[Exercise brief] From the first line to the last, restate every record word for word, leaving out the pictures.

Record set Start Marker

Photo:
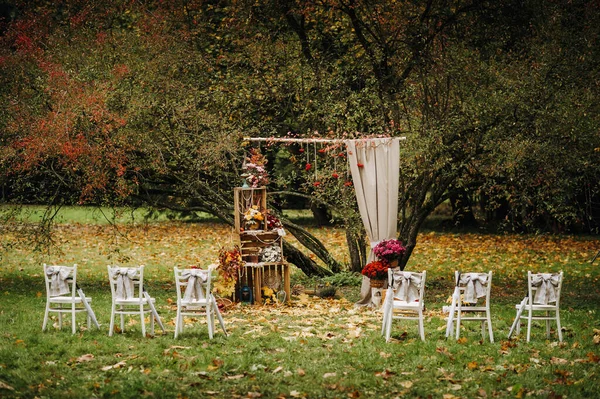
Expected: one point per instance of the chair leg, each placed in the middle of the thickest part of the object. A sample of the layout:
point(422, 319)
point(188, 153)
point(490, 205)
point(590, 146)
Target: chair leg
point(458, 316)
point(143, 321)
point(122, 319)
point(421, 327)
point(73, 321)
point(177, 322)
point(151, 323)
point(529, 318)
point(490, 331)
point(558, 326)
point(209, 321)
point(388, 324)
point(548, 324)
point(112, 321)
point(46, 314)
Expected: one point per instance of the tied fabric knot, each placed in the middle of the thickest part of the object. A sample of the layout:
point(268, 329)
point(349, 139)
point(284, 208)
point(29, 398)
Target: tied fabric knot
point(194, 290)
point(409, 286)
point(546, 284)
point(58, 280)
point(125, 277)
point(474, 285)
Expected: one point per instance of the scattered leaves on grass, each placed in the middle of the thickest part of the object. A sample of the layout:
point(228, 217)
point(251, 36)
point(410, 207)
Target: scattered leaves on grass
point(118, 365)
point(4, 385)
point(88, 357)
point(596, 338)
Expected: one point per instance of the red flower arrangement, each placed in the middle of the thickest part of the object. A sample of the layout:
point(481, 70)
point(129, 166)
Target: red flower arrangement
point(376, 270)
point(389, 250)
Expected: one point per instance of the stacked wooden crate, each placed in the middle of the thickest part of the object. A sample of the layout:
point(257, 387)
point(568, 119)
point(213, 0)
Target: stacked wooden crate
point(253, 240)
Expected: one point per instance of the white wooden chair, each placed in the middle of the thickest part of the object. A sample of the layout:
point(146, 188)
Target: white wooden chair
point(195, 298)
point(62, 296)
point(543, 298)
point(469, 290)
point(128, 297)
point(404, 300)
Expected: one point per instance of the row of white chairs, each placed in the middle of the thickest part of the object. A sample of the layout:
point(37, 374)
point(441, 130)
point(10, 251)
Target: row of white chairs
point(471, 302)
point(194, 298)
point(404, 300)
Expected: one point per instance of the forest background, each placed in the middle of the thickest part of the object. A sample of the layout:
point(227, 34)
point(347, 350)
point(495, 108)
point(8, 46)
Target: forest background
point(146, 103)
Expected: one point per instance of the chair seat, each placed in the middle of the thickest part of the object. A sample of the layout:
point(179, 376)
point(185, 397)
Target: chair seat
point(199, 303)
point(68, 299)
point(402, 304)
point(466, 309)
point(537, 307)
point(133, 301)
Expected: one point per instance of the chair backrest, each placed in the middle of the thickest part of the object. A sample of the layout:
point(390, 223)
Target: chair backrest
point(544, 288)
point(126, 282)
point(407, 286)
point(60, 280)
point(192, 284)
point(474, 286)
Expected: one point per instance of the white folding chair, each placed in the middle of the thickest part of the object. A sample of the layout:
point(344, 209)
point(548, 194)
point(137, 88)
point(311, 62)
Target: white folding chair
point(543, 297)
point(62, 296)
point(129, 297)
point(404, 300)
point(195, 298)
point(469, 289)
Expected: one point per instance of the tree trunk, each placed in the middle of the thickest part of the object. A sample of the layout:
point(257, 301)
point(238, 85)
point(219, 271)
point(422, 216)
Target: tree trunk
point(358, 253)
point(462, 210)
point(303, 262)
point(321, 213)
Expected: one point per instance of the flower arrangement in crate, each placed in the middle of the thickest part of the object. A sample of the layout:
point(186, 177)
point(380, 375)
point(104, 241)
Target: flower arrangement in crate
point(271, 254)
point(376, 271)
point(230, 263)
point(389, 251)
point(255, 174)
point(253, 218)
point(274, 224)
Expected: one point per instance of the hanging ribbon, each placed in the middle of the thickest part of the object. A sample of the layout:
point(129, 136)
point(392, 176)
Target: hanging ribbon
point(125, 278)
point(546, 284)
point(194, 289)
point(58, 279)
point(409, 286)
point(475, 283)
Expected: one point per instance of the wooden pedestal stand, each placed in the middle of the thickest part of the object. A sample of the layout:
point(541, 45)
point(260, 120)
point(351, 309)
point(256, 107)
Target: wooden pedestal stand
point(252, 242)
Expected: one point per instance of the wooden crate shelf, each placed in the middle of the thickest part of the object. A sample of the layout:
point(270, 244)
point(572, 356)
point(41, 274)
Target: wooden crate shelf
point(256, 273)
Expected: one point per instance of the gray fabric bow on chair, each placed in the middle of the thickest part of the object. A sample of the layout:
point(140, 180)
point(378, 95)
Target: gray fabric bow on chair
point(545, 283)
point(58, 280)
point(194, 287)
point(474, 286)
point(409, 283)
point(125, 277)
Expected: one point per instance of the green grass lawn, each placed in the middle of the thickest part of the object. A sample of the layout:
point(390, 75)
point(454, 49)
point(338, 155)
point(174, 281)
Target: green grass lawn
point(315, 348)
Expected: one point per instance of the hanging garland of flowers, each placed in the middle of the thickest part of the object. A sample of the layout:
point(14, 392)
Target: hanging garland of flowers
point(255, 173)
point(230, 264)
point(271, 254)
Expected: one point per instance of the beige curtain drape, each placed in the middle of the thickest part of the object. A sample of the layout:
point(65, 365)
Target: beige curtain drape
point(375, 164)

Record set End Marker

[Expected answer]
Photo:
Expected: one point per instance of the chair leg, each placed in the middle of the thickest part of the object. A sample of the layout:
point(422, 319)
point(188, 153)
point(490, 205)
point(590, 146)
Target: chair leg
point(458, 316)
point(143, 321)
point(122, 319)
point(421, 327)
point(73, 321)
point(177, 322)
point(151, 323)
point(529, 318)
point(490, 331)
point(558, 326)
point(209, 321)
point(388, 324)
point(548, 324)
point(112, 321)
point(46, 314)
Expected: one point per instance of the tied fabric knot, each placed in the middle of the thickest part of the object. A sample of the layout:
point(268, 329)
point(349, 139)
point(284, 208)
point(29, 398)
Target: tied fabric knot
point(194, 290)
point(409, 286)
point(546, 284)
point(58, 280)
point(125, 277)
point(474, 285)
Expected: one point per instance of the scattered leaves on grass, each placed in the middle of the thickest part of the object. A sample of the layout:
point(228, 217)
point(251, 36)
point(410, 207)
Target: scattered leaves on grass
point(118, 365)
point(4, 385)
point(88, 357)
point(596, 338)
Expected: one point per instance of the red flower arrangement, each placed in the middle of the thickest part of the object. A sample of the layout:
point(481, 70)
point(129, 166)
Target: red flower arrangement
point(376, 270)
point(389, 250)
Expected: one point per instance of the stacked wooden crate, each placed in the middle of the thickest part of the object. A sample of the layout:
point(257, 387)
point(568, 119)
point(213, 0)
Target: stacked wooden crate
point(253, 240)
Expected: one point per instance of the white wooden chair, each placed in the middle of the thickest part of the object. A sample of the layout:
point(146, 188)
Target: white wooden chair
point(195, 298)
point(62, 296)
point(543, 298)
point(469, 290)
point(128, 297)
point(404, 300)
Expected: one point per instance of the row of white chairs, each placed in the middle of the thickest part of the object. A sample of the layout:
point(37, 374)
point(441, 130)
point(10, 251)
Target: row of white chairs
point(471, 302)
point(194, 298)
point(404, 300)
Expected: one point per instance of the forest background, each placed in the middle of the thickest part of the object. A sample of the layout:
point(227, 34)
point(347, 350)
point(495, 108)
point(8, 46)
Target: forest background
point(146, 103)
Expected: one point per instance of the chair seat, each placed in the middle of the thickest part of the object. A sample of the layout:
point(179, 376)
point(185, 397)
Target: chair seat
point(199, 303)
point(68, 299)
point(402, 304)
point(466, 309)
point(537, 307)
point(133, 301)
Expected: one point per instance of the chair backrest, each placed in the middle of the thickest part of the object. A sample of the layout:
point(390, 223)
Target: chair backrest
point(544, 288)
point(126, 282)
point(407, 286)
point(60, 280)
point(192, 284)
point(474, 286)
Expected: one point per instance of the white folding chair, each placed in the middle of the thickest part of the object. A sample of the layout:
point(344, 209)
point(548, 194)
point(137, 88)
point(311, 62)
Target: white folding chair
point(543, 297)
point(62, 296)
point(129, 297)
point(404, 300)
point(195, 298)
point(469, 289)
Expected: one point per instance of the tree trunk, each placed in the middle of the thickest part of the object. A sample of the layout:
point(257, 301)
point(238, 85)
point(219, 271)
point(422, 216)
Target: tree trunk
point(358, 253)
point(462, 210)
point(303, 262)
point(321, 213)
Expected: one point per instance of the flower arrangement in crate, each placed in the middle of the thickest part of the object. A sample of the layout:
point(186, 177)
point(380, 375)
point(104, 241)
Target: flower arrangement in crate
point(271, 254)
point(376, 271)
point(230, 263)
point(389, 251)
point(255, 174)
point(253, 218)
point(274, 224)
Expected: one point per instance of the hanging ribbon, each placed in the middle of the thickest part of the object. A sample of the layout:
point(129, 136)
point(392, 176)
Target: hanging ribbon
point(125, 278)
point(546, 284)
point(194, 289)
point(58, 279)
point(409, 286)
point(475, 283)
Expected: one point per instance of the wooden pedestal stand, each placed in the middle of the thickest part of the object. A sample of the layout:
point(541, 45)
point(260, 120)
point(351, 309)
point(256, 107)
Target: wooden pedestal stand
point(252, 242)
Expected: one point per instance of the wooden crate shelf, each placed in the middle of the thickest part of the object. A sample of the layout:
point(270, 244)
point(572, 356)
point(41, 274)
Target: wooden crate shelf
point(256, 273)
Expected: one point per instance of the gray fabric bow on chair, each placed in the middle of the thickest part of the object. A sample of the layout:
point(140, 180)
point(378, 95)
Target: gray fabric bow on chair
point(545, 283)
point(58, 280)
point(194, 287)
point(474, 286)
point(409, 283)
point(125, 277)
Expected: one point per instance of the green grass lawn, each placed in the middle of the thickest part of the object. A sample of the layout:
point(390, 75)
point(454, 49)
point(338, 155)
point(174, 281)
Target: green grass lawn
point(315, 348)
Expected: one point per instance of the hanging garland of flowers, each placed in the middle of the thickest part of the object. A sample of the layout:
point(14, 392)
Target: hanging garland of flowers
point(255, 173)
point(230, 264)
point(271, 254)
Expected: one point per instance of the beige curtain drape, each placed in the middle of the thickest part of the object. A sample of the layout:
point(65, 365)
Target: beige curtain drape
point(375, 164)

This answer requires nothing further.